● Document:
# # # # #

Bank capital requirements: playing defence

Liam Dann, apparently the Reserve Bank’s favoured journalist, has a column on the Herald website on the Governor’s proposal to increase substantially the minimum core capital ratios for locally-incorporated banks.  No doubt it will warm the Governor’s heart, if perhaps not the more rigorous of his staff.  Dann’s column runs under the rather populist heading “Don’t let Aussie shareholders hijack our banking debate”.

And yet, here’s the thing.  Dann advances not a shred of evidence in support of his  suggestion.    He writes

I also know the Reserve Bank’s new capital ratio proposal is an important topic for national debate.

And it is becoming one-sided.

The sheer weight of PR power pushing for the status quo – ultimately the interests of Australian bank shareholders – is what leaps out at me in this debate.

We’re seeing the screws turned on the Reserve Bank by numerous financial institutions, lobby groups and even opposition politicians, in a way that undermines the process.

“Becoming one-sided” when a well-resourced major economic regulator, able to act as prosecutor, judge and jury in its own case, with no rights of appeals –  and able to get media coverage whenever he wants it – proposes very major changes in the operating environment for a core part of our financial system, without robust supporting analysis or a proper cost-benefit assessment, and a wide range of parties push back?

Perhaps Dann didn’t notice that the Bankers’ Association put in a unified submission.  Sure, the Australian-owned banks are the biggest members of the Association, but the small New Zealand banks are also members.  The Bankers’ Association submission draws on work led by former Secretary of the (New Zealand) Treasury, former (New Zealand) Productivity Commission member, Graham Scott, supported by other analysis undertaken by Glenn Boyle (New Zealand) academic at Canterbury University, Martien Lubberink (a Dutch academic, and former bank regulator, at Victoria University, and one other New Zealand economist.    As a reminder, all the bank members of the association (New Zealand, Australian, Chinese, Dutch, British, American) signed on.

What of other economists?  I’ve been fairly vocal on the subject, speaking only for myself  (and I may be the last native New Zealanders who has no family connections to Australia at all, let alone any connections to Australian-owned banks and their shareholders).  My former colleague Ian Harrison has gone into some of the issues in much greater depth.  He’s a New Zealander too –  driven by his reading of the evidence, argumentation, and the public interest – and didn’t do any of his work with Australian bank shareholders as his focus.    I guess we’ll have to wait until the Reserve Bank finally publishes all the submissions to see the full range, but I’ve read several other unpublished submissions by New Zealanders, working for New Zealand firms, that were far from convinced that what the Governor is proposing would be in the New Zealand public interest.

If anything, I have been a little surprised at how quiet the Australian banks have been, at least in public.  Presumably there is intense lobbying going on behind the scenes –  on both sides of Tasman – but isn’t that entirely appropriate, and what one should expect (and welcome)?     Perhaps it would be better still if the debates were played out more openly….but that might require the Governor to actually engage, not to play his “politics of slur” card, that anyone disagreeing with him is simply serving vested interests, in the pocket of Australian banks.

# # # # #

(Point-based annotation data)
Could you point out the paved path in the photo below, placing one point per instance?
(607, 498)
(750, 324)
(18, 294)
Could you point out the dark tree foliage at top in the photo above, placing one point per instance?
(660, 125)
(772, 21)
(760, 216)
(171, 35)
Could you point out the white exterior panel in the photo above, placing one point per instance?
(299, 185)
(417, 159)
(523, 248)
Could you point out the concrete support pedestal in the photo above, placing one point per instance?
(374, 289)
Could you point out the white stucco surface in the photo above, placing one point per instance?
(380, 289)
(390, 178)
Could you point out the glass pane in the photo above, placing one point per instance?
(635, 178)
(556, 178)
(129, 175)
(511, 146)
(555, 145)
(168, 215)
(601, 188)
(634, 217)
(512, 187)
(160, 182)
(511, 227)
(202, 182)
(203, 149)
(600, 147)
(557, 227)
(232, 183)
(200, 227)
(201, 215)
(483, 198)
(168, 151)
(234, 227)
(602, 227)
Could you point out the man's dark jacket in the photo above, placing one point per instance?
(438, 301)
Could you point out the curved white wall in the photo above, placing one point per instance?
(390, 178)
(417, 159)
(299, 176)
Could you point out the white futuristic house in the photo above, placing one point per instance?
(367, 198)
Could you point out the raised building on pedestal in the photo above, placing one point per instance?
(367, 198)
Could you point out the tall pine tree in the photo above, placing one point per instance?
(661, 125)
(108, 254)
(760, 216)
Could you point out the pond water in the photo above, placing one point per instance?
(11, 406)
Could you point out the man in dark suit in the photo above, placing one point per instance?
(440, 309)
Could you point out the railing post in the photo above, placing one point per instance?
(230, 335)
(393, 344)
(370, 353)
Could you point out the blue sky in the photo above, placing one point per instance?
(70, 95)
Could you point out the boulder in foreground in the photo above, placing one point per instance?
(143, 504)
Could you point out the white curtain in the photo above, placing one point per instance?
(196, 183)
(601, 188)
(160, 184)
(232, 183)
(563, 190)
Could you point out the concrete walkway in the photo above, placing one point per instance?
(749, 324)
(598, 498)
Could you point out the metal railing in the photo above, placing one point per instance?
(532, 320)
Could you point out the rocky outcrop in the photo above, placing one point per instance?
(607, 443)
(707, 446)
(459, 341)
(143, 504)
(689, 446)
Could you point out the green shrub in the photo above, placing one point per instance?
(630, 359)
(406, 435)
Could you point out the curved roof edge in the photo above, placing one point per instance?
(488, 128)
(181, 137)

# # # # #

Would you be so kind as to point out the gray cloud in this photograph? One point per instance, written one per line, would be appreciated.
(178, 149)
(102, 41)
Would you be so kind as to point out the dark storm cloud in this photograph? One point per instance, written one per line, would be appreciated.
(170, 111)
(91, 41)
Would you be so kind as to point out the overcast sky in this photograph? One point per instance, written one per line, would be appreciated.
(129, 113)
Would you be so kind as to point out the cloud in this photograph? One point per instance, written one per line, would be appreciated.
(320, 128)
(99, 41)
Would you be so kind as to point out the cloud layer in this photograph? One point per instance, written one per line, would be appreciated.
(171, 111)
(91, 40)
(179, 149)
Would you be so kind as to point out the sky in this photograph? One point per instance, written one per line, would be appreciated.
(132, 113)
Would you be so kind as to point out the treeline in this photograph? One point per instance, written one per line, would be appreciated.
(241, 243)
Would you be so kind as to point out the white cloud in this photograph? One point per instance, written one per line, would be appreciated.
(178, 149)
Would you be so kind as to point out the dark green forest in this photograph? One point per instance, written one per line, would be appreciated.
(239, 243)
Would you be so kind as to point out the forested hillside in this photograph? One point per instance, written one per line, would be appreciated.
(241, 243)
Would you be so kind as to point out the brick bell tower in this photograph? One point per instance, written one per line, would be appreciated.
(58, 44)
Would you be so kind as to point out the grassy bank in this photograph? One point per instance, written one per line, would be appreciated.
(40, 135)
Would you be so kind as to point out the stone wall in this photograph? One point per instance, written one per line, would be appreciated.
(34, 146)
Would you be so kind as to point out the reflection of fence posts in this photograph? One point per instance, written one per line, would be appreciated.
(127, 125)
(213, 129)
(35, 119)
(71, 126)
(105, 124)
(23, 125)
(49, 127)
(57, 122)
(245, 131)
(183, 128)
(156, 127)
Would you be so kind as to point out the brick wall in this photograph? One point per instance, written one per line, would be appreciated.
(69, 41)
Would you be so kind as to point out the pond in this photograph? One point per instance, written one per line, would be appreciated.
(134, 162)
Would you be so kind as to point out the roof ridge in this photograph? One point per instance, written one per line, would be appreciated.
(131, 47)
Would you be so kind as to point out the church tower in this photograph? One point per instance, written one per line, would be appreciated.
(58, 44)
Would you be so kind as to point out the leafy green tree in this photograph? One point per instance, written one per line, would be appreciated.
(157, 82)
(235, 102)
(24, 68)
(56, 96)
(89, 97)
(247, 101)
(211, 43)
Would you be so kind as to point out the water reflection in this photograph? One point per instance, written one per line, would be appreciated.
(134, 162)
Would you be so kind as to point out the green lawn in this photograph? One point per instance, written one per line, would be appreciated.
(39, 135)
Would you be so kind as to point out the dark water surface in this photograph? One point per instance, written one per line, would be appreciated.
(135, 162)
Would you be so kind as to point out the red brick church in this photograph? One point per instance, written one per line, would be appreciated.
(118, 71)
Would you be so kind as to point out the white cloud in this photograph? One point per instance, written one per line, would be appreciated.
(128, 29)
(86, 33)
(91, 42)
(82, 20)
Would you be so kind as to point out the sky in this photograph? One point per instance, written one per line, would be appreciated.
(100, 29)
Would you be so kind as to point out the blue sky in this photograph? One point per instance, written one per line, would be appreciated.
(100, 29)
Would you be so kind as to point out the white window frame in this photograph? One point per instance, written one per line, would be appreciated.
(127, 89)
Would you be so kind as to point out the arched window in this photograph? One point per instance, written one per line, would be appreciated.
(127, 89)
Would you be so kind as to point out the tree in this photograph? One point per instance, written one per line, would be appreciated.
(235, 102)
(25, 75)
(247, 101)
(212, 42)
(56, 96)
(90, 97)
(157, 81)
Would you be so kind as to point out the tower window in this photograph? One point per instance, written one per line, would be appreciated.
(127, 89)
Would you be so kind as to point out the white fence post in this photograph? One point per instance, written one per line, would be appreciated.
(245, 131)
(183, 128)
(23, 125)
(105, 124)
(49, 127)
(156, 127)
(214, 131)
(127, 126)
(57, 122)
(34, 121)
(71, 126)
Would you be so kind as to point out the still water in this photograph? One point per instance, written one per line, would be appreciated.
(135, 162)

# # # # #

● Required actions:
- 1) In the post on bank capital requirements, who led the work that the Bankers' Association submission draws on?
- 2) From the post on bank capital requirements, reproduce word for word the passage starting with "I also know" and going on through "in this debate.".

● Exercise solutions:
- 1) Graham Scott, a former Secretary of the New Zealand Treasury and former Productivity Commission member.

- 2)
I also know the Reserve Bank’s new capital ratio proposal is an important topic for national debate.

And it is becoming one-sided.

The sheer weight of PR power pushing for the status quo – ultimately the interests of Australian bank shareholders – is what leaps out at me in this debate.